▶ Brief: In the listing below, locate the line containing "For each instance of the bare"; reproduce that line and all lines that follow it, unchanged.
------------------------------------------------------------------------
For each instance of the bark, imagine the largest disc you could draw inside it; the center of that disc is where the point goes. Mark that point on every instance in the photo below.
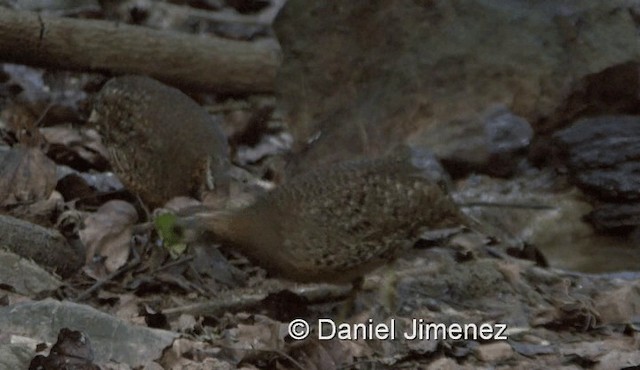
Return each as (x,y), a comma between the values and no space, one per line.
(190,61)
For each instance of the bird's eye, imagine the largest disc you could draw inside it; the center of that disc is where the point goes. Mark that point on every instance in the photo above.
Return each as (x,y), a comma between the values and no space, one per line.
(177,230)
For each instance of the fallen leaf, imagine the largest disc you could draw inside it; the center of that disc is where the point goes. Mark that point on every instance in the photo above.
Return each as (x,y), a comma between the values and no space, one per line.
(107,234)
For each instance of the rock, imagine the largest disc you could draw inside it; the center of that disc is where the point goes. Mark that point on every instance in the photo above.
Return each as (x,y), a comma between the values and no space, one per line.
(601,155)
(359,77)
(493,144)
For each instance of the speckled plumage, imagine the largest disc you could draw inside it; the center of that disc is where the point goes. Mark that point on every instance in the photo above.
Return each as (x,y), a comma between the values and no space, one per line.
(161,143)
(338,223)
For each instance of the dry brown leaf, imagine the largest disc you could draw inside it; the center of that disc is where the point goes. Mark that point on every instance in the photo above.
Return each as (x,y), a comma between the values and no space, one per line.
(26,175)
(107,234)
(67,141)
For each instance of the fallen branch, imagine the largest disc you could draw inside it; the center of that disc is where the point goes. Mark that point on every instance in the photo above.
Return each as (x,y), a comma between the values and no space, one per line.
(47,247)
(191,61)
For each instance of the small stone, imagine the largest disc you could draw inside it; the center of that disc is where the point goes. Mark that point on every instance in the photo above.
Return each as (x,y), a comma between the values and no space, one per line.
(494,352)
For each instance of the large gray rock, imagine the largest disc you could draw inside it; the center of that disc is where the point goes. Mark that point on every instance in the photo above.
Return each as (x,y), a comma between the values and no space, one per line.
(359,77)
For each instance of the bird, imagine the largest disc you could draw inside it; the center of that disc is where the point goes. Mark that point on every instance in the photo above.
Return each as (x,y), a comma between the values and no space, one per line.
(161,143)
(333,224)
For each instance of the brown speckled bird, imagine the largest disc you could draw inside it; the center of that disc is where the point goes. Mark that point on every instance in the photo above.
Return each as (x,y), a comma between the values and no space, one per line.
(161,143)
(334,224)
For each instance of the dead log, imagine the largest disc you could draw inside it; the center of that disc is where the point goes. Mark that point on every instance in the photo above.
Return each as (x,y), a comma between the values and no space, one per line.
(190,61)
(47,247)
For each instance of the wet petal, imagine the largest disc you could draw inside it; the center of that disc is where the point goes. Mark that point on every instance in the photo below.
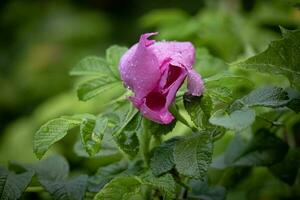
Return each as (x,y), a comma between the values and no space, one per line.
(180,52)
(139,67)
(195,83)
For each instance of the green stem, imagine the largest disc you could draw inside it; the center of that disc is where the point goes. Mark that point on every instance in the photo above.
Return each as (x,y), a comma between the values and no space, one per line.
(181,118)
(34,189)
(145,145)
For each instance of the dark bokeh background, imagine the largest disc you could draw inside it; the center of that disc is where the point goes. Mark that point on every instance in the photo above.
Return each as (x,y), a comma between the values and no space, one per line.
(40,41)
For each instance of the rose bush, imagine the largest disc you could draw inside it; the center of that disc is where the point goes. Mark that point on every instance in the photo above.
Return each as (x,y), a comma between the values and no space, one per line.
(154,71)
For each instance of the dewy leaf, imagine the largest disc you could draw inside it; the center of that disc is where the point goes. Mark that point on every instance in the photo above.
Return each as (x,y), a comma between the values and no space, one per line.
(281,57)
(201,190)
(236,120)
(121,188)
(206,64)
(162,159)
(52,168)
(124,126)
(52,132)
(199,108)
(113,57)
(264,149)
(94,66)
(92,131)
(52,173)
(192,154)
(269,96)
(13,185)
(106,174)
(73,189)
(94,87)
(288,169)
(165,184)
(156,129)
(294,103)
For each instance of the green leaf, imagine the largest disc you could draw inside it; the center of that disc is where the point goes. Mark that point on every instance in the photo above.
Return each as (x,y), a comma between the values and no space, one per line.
(162,159)
(52,173)
(73,189)
(288,169)
(236,120)
(199,108)
(192,155)
(165,184)
(52,168)
(268,96)
(121,188)
(294,103)
(125,124)
(13,185)
(107,173)
(208,65)
(94,87)
(92,66)
(264,149)
(156,129)
(92,131)
(225,86)
(281,57)
(113,57)
(201,190)
(52,132)
(107,151)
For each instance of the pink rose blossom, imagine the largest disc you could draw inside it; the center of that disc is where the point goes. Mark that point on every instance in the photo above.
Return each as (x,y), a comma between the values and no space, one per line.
(154,71)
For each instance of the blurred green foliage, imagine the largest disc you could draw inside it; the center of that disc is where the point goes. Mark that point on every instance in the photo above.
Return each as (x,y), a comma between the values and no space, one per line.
(41,41)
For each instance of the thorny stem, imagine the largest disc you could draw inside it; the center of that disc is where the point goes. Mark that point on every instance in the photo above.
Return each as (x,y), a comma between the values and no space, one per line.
(34,189)
(181,118)
(145,145)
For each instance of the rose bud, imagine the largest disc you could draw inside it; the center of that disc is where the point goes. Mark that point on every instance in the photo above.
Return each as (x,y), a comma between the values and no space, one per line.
(154,71)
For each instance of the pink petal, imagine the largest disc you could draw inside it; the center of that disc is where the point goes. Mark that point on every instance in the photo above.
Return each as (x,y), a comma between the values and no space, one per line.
(139,67)
(180,52)
(195,83)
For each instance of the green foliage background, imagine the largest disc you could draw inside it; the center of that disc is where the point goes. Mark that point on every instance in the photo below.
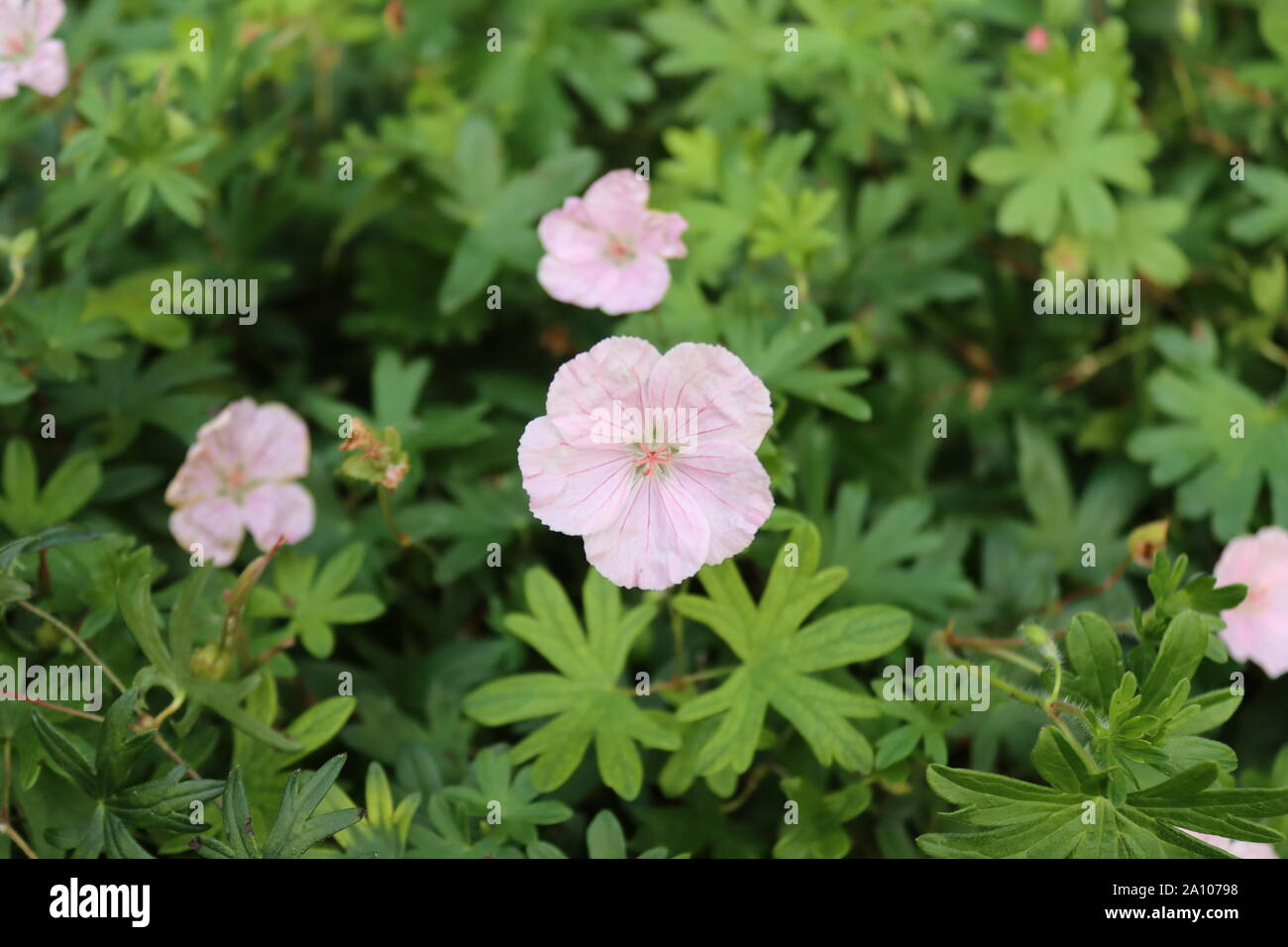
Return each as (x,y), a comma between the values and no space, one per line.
(806,171)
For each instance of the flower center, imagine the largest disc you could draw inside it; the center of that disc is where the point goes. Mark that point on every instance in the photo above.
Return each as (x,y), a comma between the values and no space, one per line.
(618,250)
(655,459)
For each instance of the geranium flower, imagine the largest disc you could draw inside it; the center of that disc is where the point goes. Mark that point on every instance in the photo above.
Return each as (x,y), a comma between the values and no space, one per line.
(1037,40)
(1239,849)
(608,250)
(29,55)
(651,459)
(1257,629)
(237,476)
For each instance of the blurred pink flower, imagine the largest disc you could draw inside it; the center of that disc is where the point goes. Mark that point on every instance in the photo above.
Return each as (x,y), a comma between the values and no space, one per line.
(1239,849)
(1257,629)
(608,250)
(29,55)
(651,459)
(237,476)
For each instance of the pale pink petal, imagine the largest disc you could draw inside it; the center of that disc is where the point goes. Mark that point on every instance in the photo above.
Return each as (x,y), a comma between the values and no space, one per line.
(1257,629)
(574,489)
(616,202)
(638,286)
(732,489)
(214,523)
(8,80)
(47,69)
(585,388)
(13,22)
(274,445)
(660,538)
(1239,849)
(570,235)
(278,512)
(198,478)
(728,401)
(578,283)
(223,436)
(46,16)
(661,235)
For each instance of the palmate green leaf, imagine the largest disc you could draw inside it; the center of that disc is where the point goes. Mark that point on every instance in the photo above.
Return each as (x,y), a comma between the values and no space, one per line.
(737,42)
(496,211)
(120,805)
(1144,738)
(604,839)
(819,830)
(1064,523)
(168,663)
(397,386)
(1063,172)
(1270,219)
(26,506)
(785,361)
(585,696)
(1141,244)
(1220,474)
(314,600)
(507,797)
(777,657)
(384,832)
(1022,819)
(889,556)
(451,834)
(296,827)
(14,385)
(52,333)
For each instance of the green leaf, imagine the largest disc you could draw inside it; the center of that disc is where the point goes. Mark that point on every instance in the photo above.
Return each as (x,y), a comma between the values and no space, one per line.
(585,696)
(777,656)
(295,830)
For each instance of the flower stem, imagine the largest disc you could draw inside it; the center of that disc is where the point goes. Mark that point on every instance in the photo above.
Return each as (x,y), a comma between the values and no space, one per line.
(77,639)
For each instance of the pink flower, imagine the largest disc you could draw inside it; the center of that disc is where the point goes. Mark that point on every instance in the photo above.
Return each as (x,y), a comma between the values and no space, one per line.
(27,54)
(1239,849)
(1257,629)
(651,459)
(237,476)
(608,250)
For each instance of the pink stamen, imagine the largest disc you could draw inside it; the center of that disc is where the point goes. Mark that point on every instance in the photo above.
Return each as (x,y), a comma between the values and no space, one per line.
(651,459)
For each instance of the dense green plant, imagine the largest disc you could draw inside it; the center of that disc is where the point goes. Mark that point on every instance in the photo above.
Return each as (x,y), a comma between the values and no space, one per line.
(960,480)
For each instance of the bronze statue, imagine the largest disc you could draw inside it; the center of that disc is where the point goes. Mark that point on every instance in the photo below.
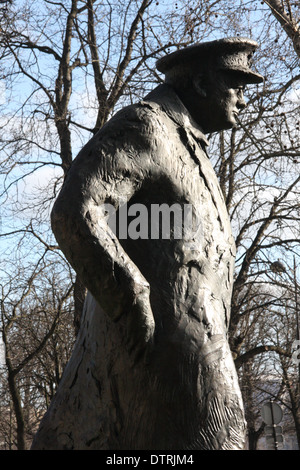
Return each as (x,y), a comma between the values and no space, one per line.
(151,367)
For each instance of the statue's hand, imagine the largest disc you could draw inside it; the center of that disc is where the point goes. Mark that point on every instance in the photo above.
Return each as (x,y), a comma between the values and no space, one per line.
(140,327)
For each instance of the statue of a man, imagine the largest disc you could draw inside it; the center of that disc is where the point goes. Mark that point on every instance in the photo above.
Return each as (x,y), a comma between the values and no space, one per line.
(151,367)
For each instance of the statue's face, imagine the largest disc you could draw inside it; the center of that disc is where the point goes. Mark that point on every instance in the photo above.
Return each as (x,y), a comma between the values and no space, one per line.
(224,99)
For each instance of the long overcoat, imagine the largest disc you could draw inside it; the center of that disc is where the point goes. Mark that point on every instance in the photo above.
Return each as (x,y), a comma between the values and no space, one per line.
(185,393)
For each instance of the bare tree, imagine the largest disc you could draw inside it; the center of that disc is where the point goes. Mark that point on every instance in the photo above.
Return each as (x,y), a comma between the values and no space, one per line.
(67,67)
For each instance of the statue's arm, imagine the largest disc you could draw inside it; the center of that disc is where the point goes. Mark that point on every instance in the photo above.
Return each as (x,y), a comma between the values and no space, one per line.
(98,176)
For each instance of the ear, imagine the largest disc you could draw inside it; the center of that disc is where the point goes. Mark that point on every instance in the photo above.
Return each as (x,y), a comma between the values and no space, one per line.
(199,85)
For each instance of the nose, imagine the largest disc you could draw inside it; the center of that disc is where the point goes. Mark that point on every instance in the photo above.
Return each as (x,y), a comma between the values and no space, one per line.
------------------------------------------------------------------------
▶ Solution to the problem:
For each instance of the bare tree, imagine the largest disc you could draw inside it; the center of that disc is where the point goes. Mark that point on every instance in the photo above.
Return each as (x,y), a comma between the values and no space, one per line.
(67,67)
For each instance of the statue's arm, imagine the largest disc you could draw inside it; the center of that disc is where the point goes. Mark that point on every instance in the photo above.
Return each as (x,y), a comma between the values and no space, one per line.
(98,176)
For each instance of the ear, imagine the largest disc you could draw inside it; the center of that disc is where the point goes. Mark that point on every instance in the photo above.
Return each as (x,y), a comma between the values and no space, one per line.
(199,85)
For each instance of the nose, imagine the largest disc you could draw inside it; the center of that disc is where the point goes. Mark that point on every instance in the photo above.
Return each as (x,y), a comma between the values and no space, one per line.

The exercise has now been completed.